**Passage shown**

§

[v2,0/6] x86: fixes/improvements for scratch cpumask
mbox series

Message ID 20200217184324.73762-1-roger.pau@citrix.com
Headers show
Series
  • x86: fixes/improvements for scratch cpumask
Related show

Message

Roger Pau Monné Feb. 17, 2020, 6:43 p.m. UTC
Hello,

Commit:

5500d265a2a8fa63d60c08beb549de8ec82ff7a5
x86/smp: use APIC ALLBUT destination shorthand when possible

Introduced a bogus usage of the scratch cpumask: it was used in a
function that could be called from interrupt context, and hence using
the scratch cpumask there is not safe. Patch #5 is a fix for that usage,
together with also preventing the usage of any per-CPU variables when
send_IPI_mask is called from #MC or #NMI context. Previous patches are
preparatory changes.

Patch #6 adds some debug infrastructure to make sure the scratch cpumask
is used in the right context, and hence should prevent further missuses.

Thanks, Roger.

§

**Records**
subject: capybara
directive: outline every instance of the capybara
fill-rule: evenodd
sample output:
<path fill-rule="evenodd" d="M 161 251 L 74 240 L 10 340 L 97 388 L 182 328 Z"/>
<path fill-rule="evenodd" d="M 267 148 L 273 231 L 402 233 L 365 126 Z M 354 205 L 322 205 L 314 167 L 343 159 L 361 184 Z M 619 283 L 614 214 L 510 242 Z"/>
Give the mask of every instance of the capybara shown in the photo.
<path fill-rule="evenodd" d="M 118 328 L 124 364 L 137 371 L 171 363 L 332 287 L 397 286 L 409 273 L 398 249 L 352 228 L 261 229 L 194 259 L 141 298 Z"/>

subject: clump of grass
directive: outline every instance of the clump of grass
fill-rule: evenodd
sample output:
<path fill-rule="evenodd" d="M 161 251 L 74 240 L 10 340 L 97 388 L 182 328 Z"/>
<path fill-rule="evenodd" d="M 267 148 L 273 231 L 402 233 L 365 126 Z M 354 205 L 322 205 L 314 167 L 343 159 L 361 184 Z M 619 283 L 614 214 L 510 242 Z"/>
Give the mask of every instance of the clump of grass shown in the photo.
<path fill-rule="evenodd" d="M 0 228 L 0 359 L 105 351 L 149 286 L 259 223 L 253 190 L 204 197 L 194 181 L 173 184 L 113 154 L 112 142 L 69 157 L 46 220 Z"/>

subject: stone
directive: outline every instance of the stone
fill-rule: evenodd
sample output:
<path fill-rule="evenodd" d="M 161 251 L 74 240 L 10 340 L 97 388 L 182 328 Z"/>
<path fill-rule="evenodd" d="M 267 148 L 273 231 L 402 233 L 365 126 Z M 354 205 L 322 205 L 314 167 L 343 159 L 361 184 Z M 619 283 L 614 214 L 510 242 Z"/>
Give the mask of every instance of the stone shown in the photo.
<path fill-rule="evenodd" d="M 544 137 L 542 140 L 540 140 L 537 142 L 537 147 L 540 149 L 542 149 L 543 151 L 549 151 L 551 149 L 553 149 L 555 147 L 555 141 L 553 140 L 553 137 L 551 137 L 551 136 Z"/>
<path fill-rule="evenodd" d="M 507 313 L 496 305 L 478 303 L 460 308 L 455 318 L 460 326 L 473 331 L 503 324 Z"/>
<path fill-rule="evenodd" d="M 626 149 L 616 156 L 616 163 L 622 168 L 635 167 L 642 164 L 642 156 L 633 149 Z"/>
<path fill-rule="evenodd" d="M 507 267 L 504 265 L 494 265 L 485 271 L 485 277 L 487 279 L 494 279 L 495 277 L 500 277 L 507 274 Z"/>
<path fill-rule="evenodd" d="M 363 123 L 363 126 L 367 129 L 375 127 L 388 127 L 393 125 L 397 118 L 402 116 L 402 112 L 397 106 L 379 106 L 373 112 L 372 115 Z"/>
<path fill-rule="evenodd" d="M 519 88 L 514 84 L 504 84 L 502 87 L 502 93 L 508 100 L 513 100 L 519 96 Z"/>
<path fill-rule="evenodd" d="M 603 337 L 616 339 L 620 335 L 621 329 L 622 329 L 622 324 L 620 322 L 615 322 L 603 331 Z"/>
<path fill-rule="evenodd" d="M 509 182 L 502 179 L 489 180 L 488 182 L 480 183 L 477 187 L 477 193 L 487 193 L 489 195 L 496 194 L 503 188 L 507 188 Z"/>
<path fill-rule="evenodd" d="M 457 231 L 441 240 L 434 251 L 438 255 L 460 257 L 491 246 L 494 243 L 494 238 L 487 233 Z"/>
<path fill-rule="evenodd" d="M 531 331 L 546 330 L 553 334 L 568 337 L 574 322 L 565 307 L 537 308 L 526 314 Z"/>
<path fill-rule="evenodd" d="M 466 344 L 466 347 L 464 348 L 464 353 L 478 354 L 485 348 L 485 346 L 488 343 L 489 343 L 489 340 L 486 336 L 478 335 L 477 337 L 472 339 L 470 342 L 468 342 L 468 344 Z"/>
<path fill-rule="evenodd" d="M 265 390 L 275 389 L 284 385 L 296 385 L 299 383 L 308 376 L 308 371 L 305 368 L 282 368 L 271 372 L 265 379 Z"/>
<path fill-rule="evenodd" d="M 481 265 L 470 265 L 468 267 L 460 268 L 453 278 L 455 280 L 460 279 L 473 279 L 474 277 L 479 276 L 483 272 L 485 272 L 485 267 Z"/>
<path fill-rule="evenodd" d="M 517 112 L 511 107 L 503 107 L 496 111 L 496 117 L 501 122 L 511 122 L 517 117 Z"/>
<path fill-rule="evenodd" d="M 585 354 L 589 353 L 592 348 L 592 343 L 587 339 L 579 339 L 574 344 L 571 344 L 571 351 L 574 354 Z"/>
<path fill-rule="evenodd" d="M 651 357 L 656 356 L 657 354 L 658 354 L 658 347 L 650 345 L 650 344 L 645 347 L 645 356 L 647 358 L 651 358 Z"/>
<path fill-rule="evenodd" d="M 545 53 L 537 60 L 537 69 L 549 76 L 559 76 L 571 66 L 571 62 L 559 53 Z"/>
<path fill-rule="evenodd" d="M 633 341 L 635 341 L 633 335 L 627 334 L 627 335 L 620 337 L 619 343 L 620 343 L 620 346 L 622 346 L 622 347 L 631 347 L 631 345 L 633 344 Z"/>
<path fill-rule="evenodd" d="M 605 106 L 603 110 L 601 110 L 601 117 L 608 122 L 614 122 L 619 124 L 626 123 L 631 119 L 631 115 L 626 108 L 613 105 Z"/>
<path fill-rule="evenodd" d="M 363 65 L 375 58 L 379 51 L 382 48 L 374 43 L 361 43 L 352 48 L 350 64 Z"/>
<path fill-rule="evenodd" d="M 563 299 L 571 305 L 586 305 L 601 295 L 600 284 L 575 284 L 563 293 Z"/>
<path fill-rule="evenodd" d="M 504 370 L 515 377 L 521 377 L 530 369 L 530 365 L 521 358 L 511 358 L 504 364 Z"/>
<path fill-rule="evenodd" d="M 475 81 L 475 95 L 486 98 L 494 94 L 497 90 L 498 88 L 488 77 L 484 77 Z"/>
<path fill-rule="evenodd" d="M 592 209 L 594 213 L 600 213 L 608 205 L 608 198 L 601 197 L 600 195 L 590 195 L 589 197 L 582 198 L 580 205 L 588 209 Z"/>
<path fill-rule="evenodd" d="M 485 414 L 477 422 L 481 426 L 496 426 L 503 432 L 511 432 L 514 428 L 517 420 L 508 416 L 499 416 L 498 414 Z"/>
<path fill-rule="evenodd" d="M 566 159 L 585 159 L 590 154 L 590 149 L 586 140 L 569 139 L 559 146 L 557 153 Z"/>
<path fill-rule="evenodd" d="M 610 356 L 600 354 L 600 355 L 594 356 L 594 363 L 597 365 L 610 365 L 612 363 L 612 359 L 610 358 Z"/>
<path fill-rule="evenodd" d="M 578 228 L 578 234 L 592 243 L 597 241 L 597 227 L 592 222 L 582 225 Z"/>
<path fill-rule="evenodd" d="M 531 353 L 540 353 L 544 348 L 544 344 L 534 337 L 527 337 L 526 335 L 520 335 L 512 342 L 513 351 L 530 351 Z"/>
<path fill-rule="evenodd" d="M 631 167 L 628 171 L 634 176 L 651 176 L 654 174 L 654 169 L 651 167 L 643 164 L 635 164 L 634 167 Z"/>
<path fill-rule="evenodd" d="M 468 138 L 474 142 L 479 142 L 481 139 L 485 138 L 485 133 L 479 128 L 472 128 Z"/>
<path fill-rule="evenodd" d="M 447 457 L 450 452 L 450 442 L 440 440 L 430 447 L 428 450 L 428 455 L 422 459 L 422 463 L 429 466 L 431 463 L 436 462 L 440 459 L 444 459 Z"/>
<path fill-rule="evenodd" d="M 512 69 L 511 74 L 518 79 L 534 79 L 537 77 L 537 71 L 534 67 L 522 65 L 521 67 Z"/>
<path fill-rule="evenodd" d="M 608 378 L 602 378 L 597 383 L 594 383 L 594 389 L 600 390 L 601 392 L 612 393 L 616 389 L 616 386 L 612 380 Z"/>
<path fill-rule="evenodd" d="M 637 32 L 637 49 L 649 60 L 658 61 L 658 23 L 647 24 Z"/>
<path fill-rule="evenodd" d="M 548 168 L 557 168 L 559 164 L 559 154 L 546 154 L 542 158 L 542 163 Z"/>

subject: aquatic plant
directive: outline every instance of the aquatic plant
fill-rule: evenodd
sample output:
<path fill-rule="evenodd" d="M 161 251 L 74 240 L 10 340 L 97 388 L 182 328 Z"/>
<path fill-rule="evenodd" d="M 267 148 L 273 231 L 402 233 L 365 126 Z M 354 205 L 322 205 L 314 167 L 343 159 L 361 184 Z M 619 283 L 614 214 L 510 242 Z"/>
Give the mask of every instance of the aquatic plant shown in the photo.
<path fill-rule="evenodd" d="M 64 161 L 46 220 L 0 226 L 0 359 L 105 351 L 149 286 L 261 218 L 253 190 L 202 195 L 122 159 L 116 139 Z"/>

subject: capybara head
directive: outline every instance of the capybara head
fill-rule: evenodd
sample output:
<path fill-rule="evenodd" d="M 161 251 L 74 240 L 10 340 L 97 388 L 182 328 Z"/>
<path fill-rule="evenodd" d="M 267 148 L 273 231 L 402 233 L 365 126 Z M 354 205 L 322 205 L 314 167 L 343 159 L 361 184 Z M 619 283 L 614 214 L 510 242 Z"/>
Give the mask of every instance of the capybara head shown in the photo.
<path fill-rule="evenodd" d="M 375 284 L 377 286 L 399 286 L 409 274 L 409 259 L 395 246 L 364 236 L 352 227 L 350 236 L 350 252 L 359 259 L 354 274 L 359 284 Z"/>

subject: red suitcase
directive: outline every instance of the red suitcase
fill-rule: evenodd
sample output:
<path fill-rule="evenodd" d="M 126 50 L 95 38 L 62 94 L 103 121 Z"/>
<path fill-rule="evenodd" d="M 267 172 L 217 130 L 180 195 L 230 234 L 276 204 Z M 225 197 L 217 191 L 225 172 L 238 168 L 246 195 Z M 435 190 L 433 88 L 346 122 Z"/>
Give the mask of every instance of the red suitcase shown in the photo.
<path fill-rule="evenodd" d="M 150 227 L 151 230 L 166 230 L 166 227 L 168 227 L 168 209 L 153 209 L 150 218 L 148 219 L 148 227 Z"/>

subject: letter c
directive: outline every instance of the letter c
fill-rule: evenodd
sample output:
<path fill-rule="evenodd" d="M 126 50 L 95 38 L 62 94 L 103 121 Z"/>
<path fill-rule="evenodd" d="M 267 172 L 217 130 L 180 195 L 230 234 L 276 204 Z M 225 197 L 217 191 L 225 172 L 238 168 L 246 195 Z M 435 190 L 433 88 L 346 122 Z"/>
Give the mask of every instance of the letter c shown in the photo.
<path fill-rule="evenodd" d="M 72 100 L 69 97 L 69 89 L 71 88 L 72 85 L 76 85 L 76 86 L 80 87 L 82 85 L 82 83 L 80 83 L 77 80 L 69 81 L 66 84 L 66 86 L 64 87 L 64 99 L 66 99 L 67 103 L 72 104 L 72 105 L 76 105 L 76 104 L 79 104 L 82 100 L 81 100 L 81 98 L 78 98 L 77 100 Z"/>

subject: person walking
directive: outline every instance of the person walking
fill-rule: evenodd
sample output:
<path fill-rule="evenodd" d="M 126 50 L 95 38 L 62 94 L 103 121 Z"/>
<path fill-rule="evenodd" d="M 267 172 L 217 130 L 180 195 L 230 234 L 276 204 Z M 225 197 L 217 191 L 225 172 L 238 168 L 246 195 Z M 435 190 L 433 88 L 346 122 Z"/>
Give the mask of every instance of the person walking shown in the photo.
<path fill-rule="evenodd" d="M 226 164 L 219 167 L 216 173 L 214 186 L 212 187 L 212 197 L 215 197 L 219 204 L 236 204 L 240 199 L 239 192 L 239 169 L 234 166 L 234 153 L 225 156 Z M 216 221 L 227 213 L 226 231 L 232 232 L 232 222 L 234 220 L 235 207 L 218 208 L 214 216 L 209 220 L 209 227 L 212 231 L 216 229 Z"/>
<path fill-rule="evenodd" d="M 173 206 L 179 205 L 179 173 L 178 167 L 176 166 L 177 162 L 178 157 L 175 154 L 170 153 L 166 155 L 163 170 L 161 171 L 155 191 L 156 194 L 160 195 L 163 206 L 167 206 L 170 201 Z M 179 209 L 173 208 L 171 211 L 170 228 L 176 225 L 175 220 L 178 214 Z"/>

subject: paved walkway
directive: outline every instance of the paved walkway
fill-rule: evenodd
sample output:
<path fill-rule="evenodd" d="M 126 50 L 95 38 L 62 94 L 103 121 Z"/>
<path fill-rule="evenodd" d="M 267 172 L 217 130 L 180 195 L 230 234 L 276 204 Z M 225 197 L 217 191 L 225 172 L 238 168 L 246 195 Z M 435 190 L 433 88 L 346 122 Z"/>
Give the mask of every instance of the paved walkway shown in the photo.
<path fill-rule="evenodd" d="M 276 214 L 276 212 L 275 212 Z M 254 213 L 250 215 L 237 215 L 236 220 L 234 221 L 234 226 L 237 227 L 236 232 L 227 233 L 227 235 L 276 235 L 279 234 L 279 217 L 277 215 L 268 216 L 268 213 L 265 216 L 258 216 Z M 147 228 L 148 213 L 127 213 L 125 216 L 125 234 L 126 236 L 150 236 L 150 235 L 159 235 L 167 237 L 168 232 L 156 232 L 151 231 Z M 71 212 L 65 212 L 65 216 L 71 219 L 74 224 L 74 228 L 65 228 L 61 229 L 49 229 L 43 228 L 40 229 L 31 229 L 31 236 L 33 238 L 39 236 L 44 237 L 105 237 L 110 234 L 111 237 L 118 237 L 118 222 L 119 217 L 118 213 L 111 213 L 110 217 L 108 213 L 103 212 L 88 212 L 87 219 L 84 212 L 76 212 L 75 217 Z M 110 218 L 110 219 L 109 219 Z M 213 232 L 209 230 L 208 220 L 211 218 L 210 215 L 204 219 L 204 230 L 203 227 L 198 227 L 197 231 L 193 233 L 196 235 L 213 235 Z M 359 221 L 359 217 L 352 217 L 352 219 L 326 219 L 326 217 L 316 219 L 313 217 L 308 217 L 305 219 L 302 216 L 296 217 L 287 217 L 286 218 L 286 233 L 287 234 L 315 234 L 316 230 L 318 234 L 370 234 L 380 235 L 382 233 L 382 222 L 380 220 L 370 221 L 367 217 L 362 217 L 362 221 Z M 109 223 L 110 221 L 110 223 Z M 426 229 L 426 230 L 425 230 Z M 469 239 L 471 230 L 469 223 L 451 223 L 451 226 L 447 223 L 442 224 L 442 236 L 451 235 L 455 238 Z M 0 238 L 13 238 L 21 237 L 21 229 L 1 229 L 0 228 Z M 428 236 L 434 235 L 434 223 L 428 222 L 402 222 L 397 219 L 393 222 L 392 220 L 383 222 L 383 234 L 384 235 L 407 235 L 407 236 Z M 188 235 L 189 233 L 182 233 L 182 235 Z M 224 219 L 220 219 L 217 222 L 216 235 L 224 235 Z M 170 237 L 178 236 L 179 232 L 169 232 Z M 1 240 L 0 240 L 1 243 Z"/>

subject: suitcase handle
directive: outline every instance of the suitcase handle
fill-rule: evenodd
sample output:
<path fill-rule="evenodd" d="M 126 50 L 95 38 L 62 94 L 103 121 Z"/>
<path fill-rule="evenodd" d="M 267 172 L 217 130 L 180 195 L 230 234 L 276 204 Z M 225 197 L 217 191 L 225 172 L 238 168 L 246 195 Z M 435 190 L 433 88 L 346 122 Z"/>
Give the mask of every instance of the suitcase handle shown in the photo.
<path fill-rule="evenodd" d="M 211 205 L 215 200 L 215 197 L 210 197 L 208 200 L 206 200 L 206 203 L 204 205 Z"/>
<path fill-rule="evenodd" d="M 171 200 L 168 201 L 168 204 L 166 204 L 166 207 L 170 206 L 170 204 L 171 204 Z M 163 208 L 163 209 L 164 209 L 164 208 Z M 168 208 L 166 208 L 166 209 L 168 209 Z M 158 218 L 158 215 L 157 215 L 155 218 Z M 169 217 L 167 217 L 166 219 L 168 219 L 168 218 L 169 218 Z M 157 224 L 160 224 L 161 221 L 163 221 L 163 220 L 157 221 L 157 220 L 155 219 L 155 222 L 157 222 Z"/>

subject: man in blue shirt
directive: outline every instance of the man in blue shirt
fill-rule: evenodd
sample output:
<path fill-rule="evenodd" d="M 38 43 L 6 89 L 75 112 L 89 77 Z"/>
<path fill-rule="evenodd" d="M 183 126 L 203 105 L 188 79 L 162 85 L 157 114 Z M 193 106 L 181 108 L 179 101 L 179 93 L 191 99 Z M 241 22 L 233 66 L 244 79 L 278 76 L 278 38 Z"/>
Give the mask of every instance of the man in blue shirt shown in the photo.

§

**Required actions**
1 – Summarize the cover letter for the x86 scratch cpumask patch series in two sentences.
2 – Answer these questions about the cover letter for the x86 scratch cpumask patch series.
(a) Who sent the message, and on what date?
(b) When called from which contexts does patch #5 prevent send_IPI_mask from using per-CPU variables?
(c) What does patch #6 add?
3 – Continue the cover letter for the x86 scratch cpumask patch series from where it stops.

**Responses per task**
1 – The commit "x86/smp: use APIC ALLBUT destination shorthand when possible" introduced an unsafe use of the scratch cpumask in a function that could be called from interrupt context. Patch #5 fixes this and also prevents per-CPU variables from being used when send_IPI_mask is called from #MC or #NMI context, the earlier patches are preparatory, and patch #6 adds debug infrastructure to make sure the scratch cpumask is used in the right context.

2 –
(a) Roger Pau Monné, on Feb. 17, 2020.
(b) #MC or #NMI context.
(c) Debug infrastructure to make sure the scratch cpumask is used in the right context.

3 –
Roger Pau Monne (6):
  x86/smp: unify header includes in smp.h
  x86: introduce a nmi_count tracking variable
  x86: track when in #MC context
  x86: track when in #NMI context
  x86/smp: use a dedicated scratch cpumask in send_IPI_mask
  x86: add accessors for scratch cpu mask

 xen/arch/x86/cpu/mcheck/mce.c |  2 ++
 xen/arch/x86/io_apic.c        |  6 +++--
 xen/arch/x86/irq.c            | 13 ++++++---
 xen/arch/x86/mm.c             | 30 ++++++++++++++-------
 xen/arch/x86/msi.c            |  4 ++-
 xen/arch/x86/nmi.c            | 11 ++++----
 xen/arch/x86/smp.c            | 51 ++++++++++++++++++++++++++++++++++-
 xen/arch/x86/smpboot.c        | 10 +++++--
 xen/arch/x86/traps.c          | 10 ++++++-
 xen/include/asm-x86/hardirq.h | 23 +++++++++++++++-
 xen/include/asm-x86/nmi.h     |  2 ++
 xen/include/asm-x86/smp.h     | 15 ++++++++---
 xen/include/xen/irq_cpustat.h |  1 +
 13 files changed, 148 insertions(+), 30 deletions(-)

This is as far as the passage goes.